Transcribe precisely those lines of the listing that fall between the line containing "Identify the wooden" and the last line, inclusive of both.

++++++++++++++++++++

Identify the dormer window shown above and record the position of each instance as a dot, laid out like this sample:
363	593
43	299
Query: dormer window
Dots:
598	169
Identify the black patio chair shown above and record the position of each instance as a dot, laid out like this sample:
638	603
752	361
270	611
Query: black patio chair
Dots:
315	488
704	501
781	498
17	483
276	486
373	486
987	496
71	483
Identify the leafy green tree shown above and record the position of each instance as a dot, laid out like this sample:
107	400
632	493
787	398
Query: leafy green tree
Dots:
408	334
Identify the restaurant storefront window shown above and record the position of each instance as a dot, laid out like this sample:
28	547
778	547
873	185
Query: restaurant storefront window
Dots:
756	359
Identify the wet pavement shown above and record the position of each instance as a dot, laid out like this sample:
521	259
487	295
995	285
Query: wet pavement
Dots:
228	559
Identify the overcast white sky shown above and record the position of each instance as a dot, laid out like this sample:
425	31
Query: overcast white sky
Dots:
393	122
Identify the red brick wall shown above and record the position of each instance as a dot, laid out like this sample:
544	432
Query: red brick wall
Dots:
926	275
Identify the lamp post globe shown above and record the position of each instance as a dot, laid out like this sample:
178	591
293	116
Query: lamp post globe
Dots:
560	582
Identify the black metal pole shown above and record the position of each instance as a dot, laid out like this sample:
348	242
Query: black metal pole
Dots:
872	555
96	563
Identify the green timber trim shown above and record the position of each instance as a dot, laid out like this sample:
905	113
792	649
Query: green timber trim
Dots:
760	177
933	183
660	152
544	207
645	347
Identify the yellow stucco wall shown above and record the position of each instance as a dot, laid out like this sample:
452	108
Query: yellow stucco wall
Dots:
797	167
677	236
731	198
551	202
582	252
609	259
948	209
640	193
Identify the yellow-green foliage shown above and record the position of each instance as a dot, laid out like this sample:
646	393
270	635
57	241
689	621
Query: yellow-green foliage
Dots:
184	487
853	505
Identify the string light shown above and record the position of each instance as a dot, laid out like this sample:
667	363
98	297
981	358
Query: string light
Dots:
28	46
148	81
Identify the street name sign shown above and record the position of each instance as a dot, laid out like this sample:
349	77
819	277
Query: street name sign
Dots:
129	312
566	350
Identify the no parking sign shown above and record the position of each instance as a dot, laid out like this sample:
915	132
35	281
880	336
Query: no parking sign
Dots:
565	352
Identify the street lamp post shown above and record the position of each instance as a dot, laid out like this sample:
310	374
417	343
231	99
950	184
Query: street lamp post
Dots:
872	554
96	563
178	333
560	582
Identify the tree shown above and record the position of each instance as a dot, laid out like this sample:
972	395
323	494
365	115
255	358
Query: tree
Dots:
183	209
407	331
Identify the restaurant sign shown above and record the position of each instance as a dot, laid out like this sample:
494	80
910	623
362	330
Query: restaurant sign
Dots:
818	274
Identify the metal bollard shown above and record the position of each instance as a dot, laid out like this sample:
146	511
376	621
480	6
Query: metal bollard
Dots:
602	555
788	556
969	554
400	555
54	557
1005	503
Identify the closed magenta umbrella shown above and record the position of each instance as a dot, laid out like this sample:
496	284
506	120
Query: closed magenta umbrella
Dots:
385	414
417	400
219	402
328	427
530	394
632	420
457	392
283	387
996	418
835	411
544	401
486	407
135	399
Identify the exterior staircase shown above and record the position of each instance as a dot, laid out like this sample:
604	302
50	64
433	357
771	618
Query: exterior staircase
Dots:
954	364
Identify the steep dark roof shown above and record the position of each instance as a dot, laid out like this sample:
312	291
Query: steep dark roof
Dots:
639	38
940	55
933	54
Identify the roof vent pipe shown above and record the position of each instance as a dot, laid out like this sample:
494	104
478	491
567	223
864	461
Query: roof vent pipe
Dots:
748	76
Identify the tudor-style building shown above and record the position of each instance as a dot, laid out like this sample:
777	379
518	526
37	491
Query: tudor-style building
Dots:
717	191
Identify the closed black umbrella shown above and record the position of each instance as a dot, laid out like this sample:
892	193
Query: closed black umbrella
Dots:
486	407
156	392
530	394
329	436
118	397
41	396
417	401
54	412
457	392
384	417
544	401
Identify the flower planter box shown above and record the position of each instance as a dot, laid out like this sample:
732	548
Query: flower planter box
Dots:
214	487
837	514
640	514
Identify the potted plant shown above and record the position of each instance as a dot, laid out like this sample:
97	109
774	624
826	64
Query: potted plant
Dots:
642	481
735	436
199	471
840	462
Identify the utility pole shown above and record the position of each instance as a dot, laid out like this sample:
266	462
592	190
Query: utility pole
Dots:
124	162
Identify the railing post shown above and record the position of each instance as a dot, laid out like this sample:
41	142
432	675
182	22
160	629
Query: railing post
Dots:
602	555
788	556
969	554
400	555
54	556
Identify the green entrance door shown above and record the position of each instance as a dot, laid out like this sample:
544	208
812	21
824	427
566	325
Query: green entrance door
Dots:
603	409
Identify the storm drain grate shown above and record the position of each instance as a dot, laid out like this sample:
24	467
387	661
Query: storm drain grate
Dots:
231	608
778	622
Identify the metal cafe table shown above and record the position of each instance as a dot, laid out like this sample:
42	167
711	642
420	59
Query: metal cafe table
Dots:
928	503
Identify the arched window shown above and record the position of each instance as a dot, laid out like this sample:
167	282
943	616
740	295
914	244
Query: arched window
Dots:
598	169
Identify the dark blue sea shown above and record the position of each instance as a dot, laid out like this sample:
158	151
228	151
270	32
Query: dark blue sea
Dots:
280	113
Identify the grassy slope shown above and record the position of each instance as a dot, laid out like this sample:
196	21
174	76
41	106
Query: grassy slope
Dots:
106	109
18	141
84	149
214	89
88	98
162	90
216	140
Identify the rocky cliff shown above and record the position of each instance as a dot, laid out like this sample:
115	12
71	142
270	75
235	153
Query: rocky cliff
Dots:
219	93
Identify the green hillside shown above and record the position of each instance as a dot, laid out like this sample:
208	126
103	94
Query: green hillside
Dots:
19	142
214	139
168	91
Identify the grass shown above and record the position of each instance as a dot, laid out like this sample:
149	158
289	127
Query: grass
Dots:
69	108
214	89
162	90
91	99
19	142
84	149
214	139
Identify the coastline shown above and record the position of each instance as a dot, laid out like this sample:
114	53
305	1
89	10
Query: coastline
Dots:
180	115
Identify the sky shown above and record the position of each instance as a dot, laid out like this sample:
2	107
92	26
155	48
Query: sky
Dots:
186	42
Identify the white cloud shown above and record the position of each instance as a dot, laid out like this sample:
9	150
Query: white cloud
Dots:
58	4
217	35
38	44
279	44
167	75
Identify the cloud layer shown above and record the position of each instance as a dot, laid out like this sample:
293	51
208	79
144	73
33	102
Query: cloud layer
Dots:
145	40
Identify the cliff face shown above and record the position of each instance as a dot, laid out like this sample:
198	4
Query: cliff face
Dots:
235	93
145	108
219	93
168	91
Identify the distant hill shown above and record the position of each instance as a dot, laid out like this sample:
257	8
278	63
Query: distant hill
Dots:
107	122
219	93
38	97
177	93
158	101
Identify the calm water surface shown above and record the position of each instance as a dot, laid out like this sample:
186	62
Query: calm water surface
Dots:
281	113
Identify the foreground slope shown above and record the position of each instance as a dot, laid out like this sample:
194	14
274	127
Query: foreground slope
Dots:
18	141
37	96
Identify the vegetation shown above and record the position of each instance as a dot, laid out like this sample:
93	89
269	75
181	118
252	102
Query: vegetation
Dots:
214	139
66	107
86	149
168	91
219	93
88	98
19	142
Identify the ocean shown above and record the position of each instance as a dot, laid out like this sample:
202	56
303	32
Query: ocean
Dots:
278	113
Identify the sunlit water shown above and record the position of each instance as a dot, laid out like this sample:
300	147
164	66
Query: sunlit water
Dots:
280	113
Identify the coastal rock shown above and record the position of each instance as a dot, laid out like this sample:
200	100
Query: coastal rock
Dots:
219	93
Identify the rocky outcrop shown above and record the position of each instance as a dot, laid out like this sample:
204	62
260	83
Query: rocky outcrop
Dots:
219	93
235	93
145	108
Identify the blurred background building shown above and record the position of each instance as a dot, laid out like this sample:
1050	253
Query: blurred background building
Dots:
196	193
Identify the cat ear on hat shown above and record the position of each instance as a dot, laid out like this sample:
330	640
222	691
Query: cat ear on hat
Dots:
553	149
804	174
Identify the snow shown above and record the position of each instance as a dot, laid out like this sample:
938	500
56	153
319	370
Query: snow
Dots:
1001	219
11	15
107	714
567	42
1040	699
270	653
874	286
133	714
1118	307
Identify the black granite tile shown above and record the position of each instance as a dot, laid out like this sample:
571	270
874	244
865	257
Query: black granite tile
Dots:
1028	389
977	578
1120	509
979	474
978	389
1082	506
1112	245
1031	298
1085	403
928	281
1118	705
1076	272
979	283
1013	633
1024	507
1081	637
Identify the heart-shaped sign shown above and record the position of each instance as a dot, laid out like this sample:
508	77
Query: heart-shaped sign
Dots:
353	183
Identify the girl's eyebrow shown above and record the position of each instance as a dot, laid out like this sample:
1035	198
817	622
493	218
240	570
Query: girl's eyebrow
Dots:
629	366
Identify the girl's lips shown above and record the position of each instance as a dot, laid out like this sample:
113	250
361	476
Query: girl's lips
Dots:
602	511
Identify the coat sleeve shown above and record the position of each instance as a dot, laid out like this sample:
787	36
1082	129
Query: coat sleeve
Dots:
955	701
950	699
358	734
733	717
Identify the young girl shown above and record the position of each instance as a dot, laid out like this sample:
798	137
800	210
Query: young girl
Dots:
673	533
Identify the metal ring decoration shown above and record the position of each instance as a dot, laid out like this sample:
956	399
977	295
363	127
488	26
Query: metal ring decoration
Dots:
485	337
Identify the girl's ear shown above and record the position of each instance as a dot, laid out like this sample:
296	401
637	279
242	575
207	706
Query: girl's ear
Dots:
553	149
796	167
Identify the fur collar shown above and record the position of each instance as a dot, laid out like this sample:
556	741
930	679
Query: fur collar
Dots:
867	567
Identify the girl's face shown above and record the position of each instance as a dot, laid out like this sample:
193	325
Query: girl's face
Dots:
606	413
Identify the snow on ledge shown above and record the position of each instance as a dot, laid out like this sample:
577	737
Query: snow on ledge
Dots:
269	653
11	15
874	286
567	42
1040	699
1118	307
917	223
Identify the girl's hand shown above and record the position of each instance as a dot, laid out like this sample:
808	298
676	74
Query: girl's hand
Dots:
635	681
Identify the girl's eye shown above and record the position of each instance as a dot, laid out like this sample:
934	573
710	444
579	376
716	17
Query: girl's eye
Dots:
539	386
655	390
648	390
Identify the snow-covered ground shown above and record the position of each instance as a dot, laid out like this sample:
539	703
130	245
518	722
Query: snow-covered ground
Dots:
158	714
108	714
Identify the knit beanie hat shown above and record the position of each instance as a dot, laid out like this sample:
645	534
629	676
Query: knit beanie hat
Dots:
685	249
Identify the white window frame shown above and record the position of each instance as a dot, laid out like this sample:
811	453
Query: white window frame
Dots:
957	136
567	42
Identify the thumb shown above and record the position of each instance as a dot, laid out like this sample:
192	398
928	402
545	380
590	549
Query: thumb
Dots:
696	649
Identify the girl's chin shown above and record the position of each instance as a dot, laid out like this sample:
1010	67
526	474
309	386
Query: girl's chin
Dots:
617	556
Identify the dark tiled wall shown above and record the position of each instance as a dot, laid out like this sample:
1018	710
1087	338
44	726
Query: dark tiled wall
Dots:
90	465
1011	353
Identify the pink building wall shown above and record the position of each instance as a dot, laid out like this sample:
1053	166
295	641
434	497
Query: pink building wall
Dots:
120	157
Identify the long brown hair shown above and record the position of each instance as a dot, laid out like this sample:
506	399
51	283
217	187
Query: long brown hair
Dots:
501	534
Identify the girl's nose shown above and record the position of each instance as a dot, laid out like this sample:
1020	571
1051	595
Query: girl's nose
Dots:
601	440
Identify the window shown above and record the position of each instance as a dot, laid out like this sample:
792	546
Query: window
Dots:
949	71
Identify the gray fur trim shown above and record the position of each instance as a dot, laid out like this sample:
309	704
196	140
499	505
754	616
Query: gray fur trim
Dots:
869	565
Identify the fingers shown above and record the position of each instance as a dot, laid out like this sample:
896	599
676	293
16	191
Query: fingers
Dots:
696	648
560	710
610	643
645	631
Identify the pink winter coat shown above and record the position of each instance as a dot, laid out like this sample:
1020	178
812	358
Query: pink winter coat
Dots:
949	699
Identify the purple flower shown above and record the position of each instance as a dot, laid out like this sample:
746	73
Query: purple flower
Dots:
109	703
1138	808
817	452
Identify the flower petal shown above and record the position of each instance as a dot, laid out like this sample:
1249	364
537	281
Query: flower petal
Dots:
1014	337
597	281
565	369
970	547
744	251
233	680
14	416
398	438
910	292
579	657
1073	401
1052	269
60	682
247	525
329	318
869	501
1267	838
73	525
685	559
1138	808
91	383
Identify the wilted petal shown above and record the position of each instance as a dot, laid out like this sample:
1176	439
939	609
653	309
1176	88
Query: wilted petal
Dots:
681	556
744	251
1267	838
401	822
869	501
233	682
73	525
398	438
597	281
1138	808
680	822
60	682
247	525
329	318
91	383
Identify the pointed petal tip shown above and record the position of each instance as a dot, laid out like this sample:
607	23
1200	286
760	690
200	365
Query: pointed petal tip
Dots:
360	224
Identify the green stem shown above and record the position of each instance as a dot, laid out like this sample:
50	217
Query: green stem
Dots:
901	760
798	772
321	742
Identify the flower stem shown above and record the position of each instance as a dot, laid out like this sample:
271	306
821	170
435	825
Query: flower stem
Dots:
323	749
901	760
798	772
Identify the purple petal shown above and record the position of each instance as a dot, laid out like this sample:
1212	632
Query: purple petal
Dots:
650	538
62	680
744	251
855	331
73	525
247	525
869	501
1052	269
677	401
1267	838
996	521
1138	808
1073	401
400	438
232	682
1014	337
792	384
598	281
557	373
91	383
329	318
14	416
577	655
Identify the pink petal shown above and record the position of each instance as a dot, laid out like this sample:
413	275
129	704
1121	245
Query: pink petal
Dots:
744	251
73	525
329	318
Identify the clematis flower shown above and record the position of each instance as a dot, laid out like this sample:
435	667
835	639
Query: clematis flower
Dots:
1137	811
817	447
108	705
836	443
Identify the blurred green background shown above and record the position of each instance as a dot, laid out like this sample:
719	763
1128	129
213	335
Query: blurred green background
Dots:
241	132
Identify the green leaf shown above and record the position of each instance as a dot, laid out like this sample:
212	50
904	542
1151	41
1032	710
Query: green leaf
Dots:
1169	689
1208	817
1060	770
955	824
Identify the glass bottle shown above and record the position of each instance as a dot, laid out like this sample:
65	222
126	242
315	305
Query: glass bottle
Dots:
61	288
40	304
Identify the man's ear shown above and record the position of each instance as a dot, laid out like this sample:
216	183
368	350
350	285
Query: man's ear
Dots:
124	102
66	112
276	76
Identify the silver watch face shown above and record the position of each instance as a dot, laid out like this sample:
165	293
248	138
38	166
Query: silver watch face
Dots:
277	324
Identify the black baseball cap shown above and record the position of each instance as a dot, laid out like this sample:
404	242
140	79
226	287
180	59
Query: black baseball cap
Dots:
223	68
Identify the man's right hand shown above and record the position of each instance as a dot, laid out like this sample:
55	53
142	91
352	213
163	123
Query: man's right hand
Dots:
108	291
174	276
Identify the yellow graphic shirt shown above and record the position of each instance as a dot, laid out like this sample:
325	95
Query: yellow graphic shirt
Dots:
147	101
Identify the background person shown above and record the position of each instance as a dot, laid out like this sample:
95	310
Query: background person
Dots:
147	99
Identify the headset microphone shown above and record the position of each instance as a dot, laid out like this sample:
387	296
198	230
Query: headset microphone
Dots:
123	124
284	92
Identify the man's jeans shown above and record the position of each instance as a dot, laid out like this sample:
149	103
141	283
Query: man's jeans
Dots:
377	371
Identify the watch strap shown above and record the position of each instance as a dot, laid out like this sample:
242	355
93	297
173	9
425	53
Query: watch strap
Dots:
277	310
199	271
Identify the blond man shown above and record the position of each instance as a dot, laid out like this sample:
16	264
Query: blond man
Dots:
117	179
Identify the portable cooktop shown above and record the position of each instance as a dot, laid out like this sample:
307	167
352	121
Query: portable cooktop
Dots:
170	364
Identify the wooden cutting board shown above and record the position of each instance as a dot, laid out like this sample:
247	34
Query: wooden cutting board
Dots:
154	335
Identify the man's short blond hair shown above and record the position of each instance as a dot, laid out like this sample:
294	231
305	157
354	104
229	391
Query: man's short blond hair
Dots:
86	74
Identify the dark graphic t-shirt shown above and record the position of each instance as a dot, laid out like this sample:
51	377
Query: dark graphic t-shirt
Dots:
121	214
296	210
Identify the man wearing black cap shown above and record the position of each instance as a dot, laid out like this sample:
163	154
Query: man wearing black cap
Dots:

++++++++++++++++++++

REPLY TO THE TASK
Identify the wooden cutting board shown above and record the position of each instance as a dot, laid out like this sample:
247	34
Query: wooden cutting board
Dots:
154	335
Identify the man's short blond hair shown above and record the position of each instance as a dot, laid out like this sample:
294	231
305	157
354	104
229	391
Query: man's short blond hair
Dots:
86	74
Identify the dark graphic t-shirt shown above and record the position of each instance as a dot, laid out like this sample:
51	377
Query: dark graphic t-shirt
Dots:
121	214
296	210
Identify the man wearing black cap shown above and record the position of each instance as a dot, laid out like this sample:
163	154
Query: man wearing black cap
Dots:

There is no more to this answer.